Description of the task >> Begin at the line containing "the girl with ponytail in the picture above." and copy exactly through the last line of the listing, skipping every picture.

* Start Provided data *

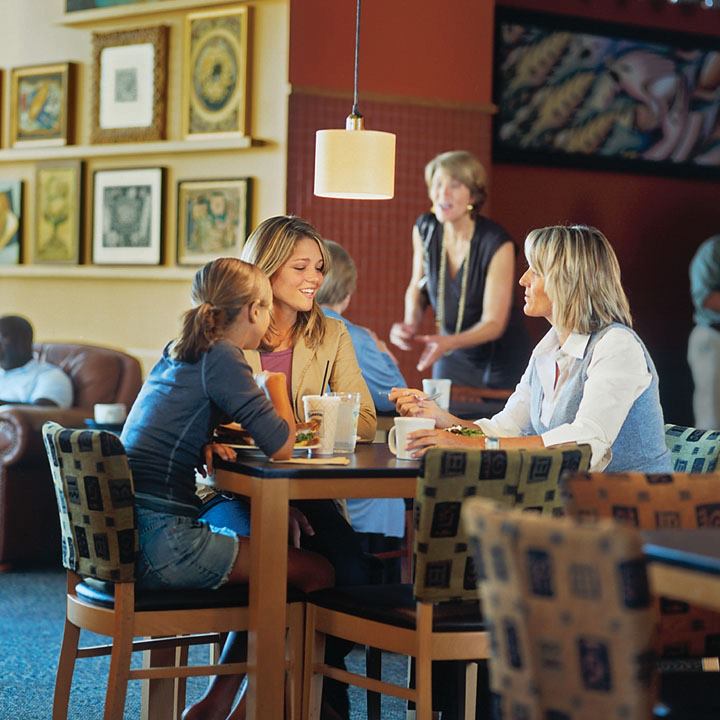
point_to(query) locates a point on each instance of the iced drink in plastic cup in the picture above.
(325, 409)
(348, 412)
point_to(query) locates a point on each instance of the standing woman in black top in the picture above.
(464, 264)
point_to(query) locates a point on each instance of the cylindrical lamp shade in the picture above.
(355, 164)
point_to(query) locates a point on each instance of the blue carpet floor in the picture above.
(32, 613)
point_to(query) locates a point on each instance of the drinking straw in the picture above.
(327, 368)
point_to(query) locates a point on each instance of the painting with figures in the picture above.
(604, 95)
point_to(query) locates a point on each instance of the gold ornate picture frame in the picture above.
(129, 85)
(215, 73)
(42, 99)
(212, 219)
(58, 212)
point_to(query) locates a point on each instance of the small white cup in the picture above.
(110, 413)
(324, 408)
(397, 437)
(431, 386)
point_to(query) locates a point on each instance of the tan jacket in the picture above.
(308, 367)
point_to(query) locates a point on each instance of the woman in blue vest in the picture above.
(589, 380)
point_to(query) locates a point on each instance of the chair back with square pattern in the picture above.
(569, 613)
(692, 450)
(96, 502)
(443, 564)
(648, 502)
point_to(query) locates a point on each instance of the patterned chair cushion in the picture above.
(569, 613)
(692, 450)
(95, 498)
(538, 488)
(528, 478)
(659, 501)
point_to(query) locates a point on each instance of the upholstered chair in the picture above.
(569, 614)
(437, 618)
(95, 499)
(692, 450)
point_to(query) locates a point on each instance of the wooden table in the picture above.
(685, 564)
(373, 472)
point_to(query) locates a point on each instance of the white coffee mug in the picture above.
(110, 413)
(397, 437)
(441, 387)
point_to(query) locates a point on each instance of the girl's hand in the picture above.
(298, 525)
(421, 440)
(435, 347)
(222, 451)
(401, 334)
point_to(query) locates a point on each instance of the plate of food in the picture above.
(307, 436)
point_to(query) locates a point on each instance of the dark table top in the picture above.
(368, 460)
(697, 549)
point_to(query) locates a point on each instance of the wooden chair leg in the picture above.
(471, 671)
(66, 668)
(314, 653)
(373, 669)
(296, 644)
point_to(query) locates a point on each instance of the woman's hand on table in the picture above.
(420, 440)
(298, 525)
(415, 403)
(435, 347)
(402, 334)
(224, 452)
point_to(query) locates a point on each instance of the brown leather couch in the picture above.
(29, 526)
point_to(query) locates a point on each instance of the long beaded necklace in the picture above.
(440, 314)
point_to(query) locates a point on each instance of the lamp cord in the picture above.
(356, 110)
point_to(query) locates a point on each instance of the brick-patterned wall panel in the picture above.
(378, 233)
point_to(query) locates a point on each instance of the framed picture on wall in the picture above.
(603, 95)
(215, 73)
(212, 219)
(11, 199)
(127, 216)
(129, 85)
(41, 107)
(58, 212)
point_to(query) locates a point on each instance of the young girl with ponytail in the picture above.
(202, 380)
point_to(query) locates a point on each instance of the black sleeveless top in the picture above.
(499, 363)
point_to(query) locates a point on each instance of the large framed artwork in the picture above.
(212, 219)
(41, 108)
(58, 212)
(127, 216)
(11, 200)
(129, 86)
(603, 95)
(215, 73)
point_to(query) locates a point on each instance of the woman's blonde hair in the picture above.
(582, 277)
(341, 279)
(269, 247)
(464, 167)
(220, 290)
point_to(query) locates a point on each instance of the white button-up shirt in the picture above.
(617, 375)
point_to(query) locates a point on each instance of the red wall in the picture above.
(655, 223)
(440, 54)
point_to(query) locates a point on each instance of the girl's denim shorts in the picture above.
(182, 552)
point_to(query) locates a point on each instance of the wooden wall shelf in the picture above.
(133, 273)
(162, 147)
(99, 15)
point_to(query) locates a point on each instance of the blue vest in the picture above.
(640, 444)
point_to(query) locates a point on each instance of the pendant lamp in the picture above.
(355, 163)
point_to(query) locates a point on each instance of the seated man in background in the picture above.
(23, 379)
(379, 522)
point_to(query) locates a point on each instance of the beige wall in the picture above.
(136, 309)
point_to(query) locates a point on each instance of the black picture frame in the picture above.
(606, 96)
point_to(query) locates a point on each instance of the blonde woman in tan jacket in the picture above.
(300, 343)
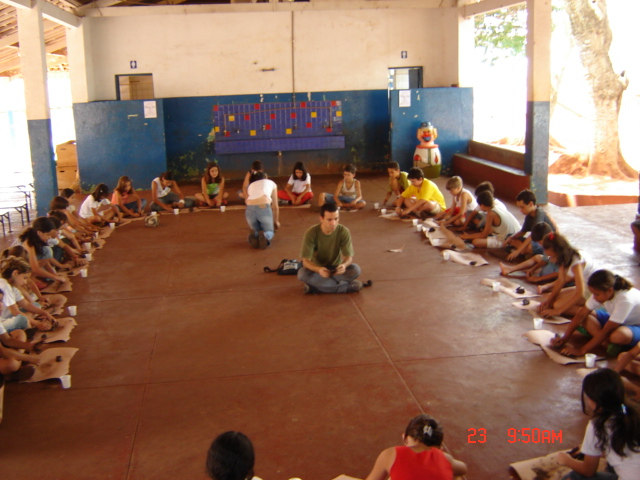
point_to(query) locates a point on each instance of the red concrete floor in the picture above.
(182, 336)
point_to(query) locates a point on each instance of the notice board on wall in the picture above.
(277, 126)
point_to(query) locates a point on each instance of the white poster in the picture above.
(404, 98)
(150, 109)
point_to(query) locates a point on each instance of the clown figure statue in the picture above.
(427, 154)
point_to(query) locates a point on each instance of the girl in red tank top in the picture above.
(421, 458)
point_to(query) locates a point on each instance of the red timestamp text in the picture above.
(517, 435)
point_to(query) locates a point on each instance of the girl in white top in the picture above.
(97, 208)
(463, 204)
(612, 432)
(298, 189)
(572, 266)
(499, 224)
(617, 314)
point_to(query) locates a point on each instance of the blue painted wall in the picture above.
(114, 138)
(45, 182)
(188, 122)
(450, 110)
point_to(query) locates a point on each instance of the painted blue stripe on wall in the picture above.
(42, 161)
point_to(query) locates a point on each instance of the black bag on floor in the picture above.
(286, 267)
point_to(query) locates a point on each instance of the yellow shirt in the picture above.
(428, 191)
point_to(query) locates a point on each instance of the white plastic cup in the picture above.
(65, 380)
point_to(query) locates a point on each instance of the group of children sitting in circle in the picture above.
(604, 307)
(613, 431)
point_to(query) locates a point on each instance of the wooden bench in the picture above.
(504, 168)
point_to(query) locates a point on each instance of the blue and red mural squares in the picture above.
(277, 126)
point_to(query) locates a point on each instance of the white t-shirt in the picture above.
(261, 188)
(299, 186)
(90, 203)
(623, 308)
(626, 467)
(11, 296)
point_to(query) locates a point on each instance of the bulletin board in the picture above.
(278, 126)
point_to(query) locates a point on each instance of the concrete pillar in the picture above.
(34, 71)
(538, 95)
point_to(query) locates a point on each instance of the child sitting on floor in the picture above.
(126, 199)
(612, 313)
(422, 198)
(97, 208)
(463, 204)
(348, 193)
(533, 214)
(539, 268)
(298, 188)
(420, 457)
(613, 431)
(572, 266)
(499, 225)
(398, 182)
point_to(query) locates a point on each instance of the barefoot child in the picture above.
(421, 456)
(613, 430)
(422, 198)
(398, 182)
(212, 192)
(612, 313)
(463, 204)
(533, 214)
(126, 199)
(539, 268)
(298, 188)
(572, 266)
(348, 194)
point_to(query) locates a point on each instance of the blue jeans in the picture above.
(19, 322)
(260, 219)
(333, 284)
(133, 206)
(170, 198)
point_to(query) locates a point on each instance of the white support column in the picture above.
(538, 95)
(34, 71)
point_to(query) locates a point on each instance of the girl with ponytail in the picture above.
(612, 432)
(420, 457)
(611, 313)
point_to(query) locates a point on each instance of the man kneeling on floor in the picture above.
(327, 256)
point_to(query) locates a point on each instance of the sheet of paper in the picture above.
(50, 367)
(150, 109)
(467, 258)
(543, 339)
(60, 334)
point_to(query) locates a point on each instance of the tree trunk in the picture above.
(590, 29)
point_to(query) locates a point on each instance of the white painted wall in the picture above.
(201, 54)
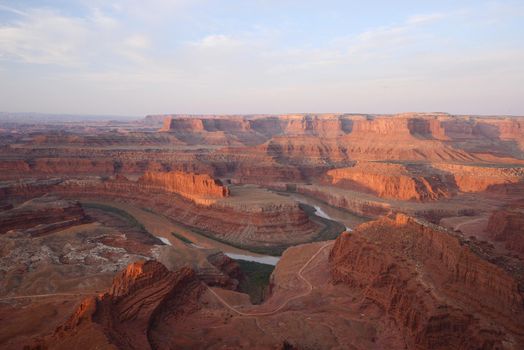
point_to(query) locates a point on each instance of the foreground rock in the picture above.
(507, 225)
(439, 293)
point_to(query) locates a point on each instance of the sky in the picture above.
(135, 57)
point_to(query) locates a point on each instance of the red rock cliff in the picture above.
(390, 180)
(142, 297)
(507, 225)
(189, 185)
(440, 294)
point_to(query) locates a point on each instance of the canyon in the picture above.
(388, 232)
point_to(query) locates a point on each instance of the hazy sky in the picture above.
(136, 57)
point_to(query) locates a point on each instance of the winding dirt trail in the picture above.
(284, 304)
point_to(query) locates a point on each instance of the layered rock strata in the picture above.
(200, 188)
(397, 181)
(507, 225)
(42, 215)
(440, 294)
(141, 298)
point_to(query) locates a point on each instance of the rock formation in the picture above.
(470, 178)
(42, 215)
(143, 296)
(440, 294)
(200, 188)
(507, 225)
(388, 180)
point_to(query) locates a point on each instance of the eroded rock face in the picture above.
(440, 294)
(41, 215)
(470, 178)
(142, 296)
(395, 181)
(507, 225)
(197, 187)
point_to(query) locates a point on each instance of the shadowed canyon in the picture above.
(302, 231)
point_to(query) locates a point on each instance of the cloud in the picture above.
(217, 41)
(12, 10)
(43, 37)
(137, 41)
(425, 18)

* End Provided data *

Finished answer >>
point_to(query) locates a point on each instance of the girl with ponytail in the picture above.
(612, 432)
(420, 457)
(611, 313)
point_to(query) locates a point on each instance of the man kneeling on floor in the picture above.
(327, 256)
point_to(query) locates a point on each instance of the sheet of paper in the picture above.
(50, 367)
(150, 109)
(467, 258)
(543, 339)
(60, 334)
point_to(query) locates a point on each instance of the tree trunk in the picture above.
(590, 29)
point_to(query) locates a point on each instance of the white painted wall in the picture above.
(201, 54)
point_to(query) locates a point on each instance of the foreground rock in the picture above.
(507, 225)
(439, 293)
point_to(query) locates a point on each instance of the sky in the picture above.
(135, 57)
point_to(query) locates a point on each instance of the red rock cliff in the picture above.
(390, 180)
(142, 297)
(507, 225)
(189, 185)
(440, 294)
point_to(query) locates a point on each instance of the canyon in the picture above.
(388, 232)
point_to(query) locates a point on each instance of the hazy sky in the picture above.
(136, 57)
point_to(query) locates a point on each instance of the winding dirt trail in the picture above.
(284, 304)
point_to(query) locates a point on each instance of the layered rock strata in the picture above.
(200, 188)
(397, 181)
(507, 225)
(42, 215)
(440, 294)
(141, 298)
point_to(query) locates a point on each instance of the rock formation in the picture above.
(470, 178)
(42, 215)
(143, 296)
(440, 294)
(200, 188)
(507, 225)
(388, 180)
point_to(query) locates a point on each instance of the eroded rock face in the picture above.
(440, 294)
(41, 215)
(470, 178)
(142, 296)
(395, 181)
(507, 225)
(197, 187)
point_to(query) locates a point on each instance of the shadowed canyon in the picture above.
(302, 231)
point_to(query) locates a point on each instance of the cloud in the picture above.
(217, 41)
(12, 10)
(43, 37)
(137, 41)
(425, 18)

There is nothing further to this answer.